_EXTRAIT RETENU_
+ + +
On peut être déçu. Déçu de ne pas atteindre le déficit zéro plus rapidement. Déçu de ne pas être un des premiers États dans le monde à rééquilibrer ses comptes, ce qui nous aurait permis d'être à l'avant-plan de la relance. Mais surpris?

Ne venez pas me dire que vous êtes en désaccord avec le report du déficit zéro. La plupart des économistes suggéraient de mettre la pédale douce sur les compressions, question de ne pas nuire davantage à l'économie et d'accroître le déficit.

Même l'agence de notation Standard & Poor's en convient. «Le Québec devra restreindre certaines dépenses, [mais] ces restrictions devront être mesurées pour ne pas nuire à l'économie et affecter les revenus fiscaux», a déclaré l'analyste principal Mario Angastiniotis.

Le PIB du Québec croît au rythme de 0,9% cette année, alors la décision de ne pas couper 2,5 milliards, ou l'équivalent de 0,7% du PIB, était inévitable.

Ne venez pas me dire que le gouvernement du Québec contrôle mal ses dépenses. Pour l'année qui s'est terminée le 31 mars dernier, la croissance des dépenses a été de 1,2% et cette année, elle devrait être de 2,5%. Après, la cible est de 2% par année.
+ + +
_ENTRÉES FOURNIES_
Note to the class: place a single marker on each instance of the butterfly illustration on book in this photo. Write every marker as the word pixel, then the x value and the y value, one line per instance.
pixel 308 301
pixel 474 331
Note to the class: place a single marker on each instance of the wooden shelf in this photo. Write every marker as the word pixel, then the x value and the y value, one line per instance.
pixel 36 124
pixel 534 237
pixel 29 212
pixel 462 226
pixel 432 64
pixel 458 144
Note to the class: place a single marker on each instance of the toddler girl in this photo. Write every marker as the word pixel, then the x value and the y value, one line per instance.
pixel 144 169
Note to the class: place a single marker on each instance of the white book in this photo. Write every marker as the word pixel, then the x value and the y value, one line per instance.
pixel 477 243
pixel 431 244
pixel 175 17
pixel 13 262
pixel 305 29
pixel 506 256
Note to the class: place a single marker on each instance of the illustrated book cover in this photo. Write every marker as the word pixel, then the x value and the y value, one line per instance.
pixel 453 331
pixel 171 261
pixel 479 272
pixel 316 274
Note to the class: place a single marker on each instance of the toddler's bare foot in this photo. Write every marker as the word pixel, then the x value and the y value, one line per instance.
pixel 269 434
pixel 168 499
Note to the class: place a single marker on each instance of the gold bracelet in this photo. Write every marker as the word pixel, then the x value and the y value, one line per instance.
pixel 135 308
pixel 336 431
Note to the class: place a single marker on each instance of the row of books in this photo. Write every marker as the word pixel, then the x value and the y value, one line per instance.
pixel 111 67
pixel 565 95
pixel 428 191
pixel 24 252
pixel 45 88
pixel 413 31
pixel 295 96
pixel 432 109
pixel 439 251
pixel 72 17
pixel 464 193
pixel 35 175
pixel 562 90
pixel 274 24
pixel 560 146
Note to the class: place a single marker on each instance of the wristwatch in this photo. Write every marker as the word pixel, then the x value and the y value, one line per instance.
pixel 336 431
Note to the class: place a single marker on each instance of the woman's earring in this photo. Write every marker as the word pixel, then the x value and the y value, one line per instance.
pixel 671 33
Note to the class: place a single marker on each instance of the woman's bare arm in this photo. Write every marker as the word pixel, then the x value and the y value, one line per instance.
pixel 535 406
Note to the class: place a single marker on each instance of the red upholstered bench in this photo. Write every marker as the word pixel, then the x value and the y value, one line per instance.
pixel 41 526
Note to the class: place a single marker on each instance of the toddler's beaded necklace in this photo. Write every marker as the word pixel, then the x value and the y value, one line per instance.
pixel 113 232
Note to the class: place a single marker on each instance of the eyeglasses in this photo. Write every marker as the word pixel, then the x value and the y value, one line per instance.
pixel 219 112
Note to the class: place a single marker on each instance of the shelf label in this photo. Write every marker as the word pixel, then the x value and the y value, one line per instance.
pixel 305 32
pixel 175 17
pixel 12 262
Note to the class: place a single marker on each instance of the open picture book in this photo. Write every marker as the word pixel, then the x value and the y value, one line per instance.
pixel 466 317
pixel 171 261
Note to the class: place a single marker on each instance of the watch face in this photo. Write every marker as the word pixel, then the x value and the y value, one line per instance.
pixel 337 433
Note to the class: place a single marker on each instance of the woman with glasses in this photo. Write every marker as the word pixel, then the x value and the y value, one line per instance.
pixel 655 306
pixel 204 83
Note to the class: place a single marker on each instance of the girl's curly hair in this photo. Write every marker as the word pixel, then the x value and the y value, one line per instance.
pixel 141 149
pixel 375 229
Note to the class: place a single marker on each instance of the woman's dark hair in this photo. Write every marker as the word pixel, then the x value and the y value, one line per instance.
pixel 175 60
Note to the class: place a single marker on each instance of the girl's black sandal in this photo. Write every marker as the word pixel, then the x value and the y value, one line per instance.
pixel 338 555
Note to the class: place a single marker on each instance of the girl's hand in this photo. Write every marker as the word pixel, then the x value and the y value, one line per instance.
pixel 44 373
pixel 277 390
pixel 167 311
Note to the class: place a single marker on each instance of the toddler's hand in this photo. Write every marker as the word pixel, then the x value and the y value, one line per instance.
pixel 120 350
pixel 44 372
+ + +
_TRAVAIL DEMANDÉ 1_
Selon l'extrait retenu, pourquoi la décision de ne pas couper 2,5 milliards était-elle inévitable ? Répondez en une à trois phrases.
_TRAVAIL DEMANDÉ 2_
Répondez aux questions suivantes à partir de l'extrait retenu.
(a) Qu'est-ce que le fait d'être l'un des premiers États au monde à rééquilibrer ses comptes aurait permis ?
(b) Quel est le nom de l'analyste principal de Standard & Poor's cité dans le texte ?
(c) Quelle a été la croissance des dépenses pour l'année terminée le 31 mars dernier ?

_SOLUTION PROPOSÉE 1_
Le PIB du Québec ne croît qu'au rythme de 0,9 % cette année, alors qu'une coupe de 2,5 milliards équivaudrait à 0,7 % du PIB. C'est pourquoi le texte juge inévitable la décision de ne pas effectuer cette coupe.

_SOLUTION PROPOSÉE 2_
(a) D'être à l'avant-plan de la relance.
(b) Mario Angastiniotis.
(c) 1,2 %.